(Dataset records about object locations)
┌────────

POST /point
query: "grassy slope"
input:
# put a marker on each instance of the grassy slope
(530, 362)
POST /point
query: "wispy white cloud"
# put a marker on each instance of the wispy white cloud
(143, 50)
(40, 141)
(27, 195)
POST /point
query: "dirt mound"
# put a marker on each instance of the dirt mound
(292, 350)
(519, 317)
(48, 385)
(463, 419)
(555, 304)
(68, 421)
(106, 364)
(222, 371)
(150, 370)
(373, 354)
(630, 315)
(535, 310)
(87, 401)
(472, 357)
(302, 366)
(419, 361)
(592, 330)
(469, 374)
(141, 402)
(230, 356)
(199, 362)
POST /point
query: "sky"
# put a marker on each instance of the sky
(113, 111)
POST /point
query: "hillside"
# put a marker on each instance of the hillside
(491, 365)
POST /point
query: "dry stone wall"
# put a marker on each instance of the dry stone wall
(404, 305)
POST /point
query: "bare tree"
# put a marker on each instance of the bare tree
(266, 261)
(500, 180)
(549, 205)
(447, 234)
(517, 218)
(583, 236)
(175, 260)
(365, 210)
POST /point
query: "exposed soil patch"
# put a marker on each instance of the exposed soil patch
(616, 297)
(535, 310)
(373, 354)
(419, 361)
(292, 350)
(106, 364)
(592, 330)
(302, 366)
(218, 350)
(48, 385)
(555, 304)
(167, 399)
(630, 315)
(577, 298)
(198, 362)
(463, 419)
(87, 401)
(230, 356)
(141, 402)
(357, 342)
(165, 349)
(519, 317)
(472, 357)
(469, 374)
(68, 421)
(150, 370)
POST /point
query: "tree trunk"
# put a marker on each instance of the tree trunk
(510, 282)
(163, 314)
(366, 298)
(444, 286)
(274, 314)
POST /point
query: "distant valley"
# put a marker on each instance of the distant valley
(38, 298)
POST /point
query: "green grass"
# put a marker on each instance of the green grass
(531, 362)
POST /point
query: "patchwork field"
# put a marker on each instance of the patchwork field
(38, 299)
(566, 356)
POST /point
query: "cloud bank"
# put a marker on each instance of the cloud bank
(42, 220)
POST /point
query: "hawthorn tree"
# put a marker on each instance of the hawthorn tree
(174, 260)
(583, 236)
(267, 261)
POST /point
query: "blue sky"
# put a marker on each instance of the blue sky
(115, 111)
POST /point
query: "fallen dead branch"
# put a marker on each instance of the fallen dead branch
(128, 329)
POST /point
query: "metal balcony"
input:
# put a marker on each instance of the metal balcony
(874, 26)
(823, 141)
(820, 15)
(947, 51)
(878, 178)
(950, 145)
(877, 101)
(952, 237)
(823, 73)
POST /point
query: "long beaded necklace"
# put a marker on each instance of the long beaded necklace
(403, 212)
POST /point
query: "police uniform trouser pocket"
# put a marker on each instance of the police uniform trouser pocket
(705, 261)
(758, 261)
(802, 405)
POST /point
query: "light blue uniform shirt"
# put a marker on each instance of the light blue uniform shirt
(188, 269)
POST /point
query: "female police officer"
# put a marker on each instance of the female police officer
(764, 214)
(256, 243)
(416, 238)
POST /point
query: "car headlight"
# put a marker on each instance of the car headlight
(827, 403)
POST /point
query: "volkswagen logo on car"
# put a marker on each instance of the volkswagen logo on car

└────────

- What is expected -
Exactly reproduce every line of the records.

- Response to this exercise -
POST /point
query: "grassy slope"
input:
# put a marker on each instance of the grassy slope
(530, 362)
POST /point
query: "wispy white cloud"
# put a marker on each instance of the wispy white cloud
(143, 50)
(40, 141)
(27, 195)
POST /point
query: "dirt mound"
# put a marker on each instance of the dirt mound
(292, 350)
(519, 317)
(48, 385)
(463, 419)
(555, 304)
(68, 421)
(106, 364)
(222, 371)
(150, 370)
(373, 354)
(630, 315)
(535, 310)
(87, 401)
(472, 357)
(302, 366)
(419, 361)
(592, 330)
(469, 374)
(141, 402)
(230, 356)
(199, 362)
POST /point
query: "sky"
# put a marker on each instance of the sky
(113, 111)
POST /point
query: "hillside"
# put a marker on each instance of the hillside
(491, 365)
POST /point
query: "dry stone wall"
# put a marker on each instance of the dry stone wall
(404, 305)
POST /point
query: "bare tree"
# put a marker on each instance of the bare tree
(266, 261)
(500, 180)
(549, 205)
(447, 234)
(517, 218)
(583, 236)
(175, 260)
(365, 210)
POST /point
query: "exposed soil patch"
# put a marker on each instance of the exposed soil patch
(616, 297)
(535, 310)
(373, 354)
(419, 361)
(292, 350)
(106, 364)
(592, 330)
(302, 366)
(218, 350)
(48, 385)
(555, 304)
(167, 399)
(630, 315)
(577, 298)
(198, 362)
(463, 419)
(87, 401)
(230, 356)
(141, 402)
(357, 342)
(165, 349)
(519, 317)
(472, 357)
(469, 374)
(68, 421)
(150, 370)
POST /point
query: "tree trunk"
# put a marker on each instance of the tree trunk
(510, 282)
(163, 314)
(366, 298)
(444, 286)
(274, 314)
POST /point
query: "distant valley"
# put a marker on each instance of the distant valley
(38, 298)
POST /point
query: "green grass"
# put a marker on each instance of the green grass
(531, 362)
POST /point
query: "patchwork field"
# put a marker on each instance of the patchwork field
(38, 299)
(566, 356)
POST /point
query: "cloud bank"
# put a marker on each instance of the cloud bank
(42, 220)
POST /point
query: "hawthorn tree"
# put a marker on each instance of the hawthorn tree
(174, 260)
(583, 236)
(267, 261)
POST /point
query: "blue sky"
# put a marker on each instance of the blue sky
(115, 111)
POST /point
query: "fallen dead branch"
# put a marker on each instance of the fallen dead branch
(128, 329)
POST /point
query: "metal balcony"
input:
# put a marker on each instance of the metal balcony
(874, 26)
(823, 141)
(820, 15)
(947, 51)
(878, 178)
(950, 145)
(877, 101)
(952, 237)
(823, 73)
POST /point
query: "long beaded necklace"
# put a marker on each instance of the long beaded necklace
(403, 212)
POST /point
query: "police uniform trouser pocket"
# put a marker on each instance of the police uniform trouser pocket
(705, 261)
(758, 261)
(802, 405)
POST /point
query: "light blue uniform shirt"
# put a marker on each instance of the light blue uniform shirt
(188, 269)
POST /point
query: "female police officer"
# put a marker on each instance of the female police officer
(764, 214)
(256, 243)
(416, 238)
POST /point
query: "car headlight"
# put a marker on each instance of the car headlight
(827, 403)
POST /point
query: "volkswagen logo on car"
# put a marker on each instance of the volkswagen logo on car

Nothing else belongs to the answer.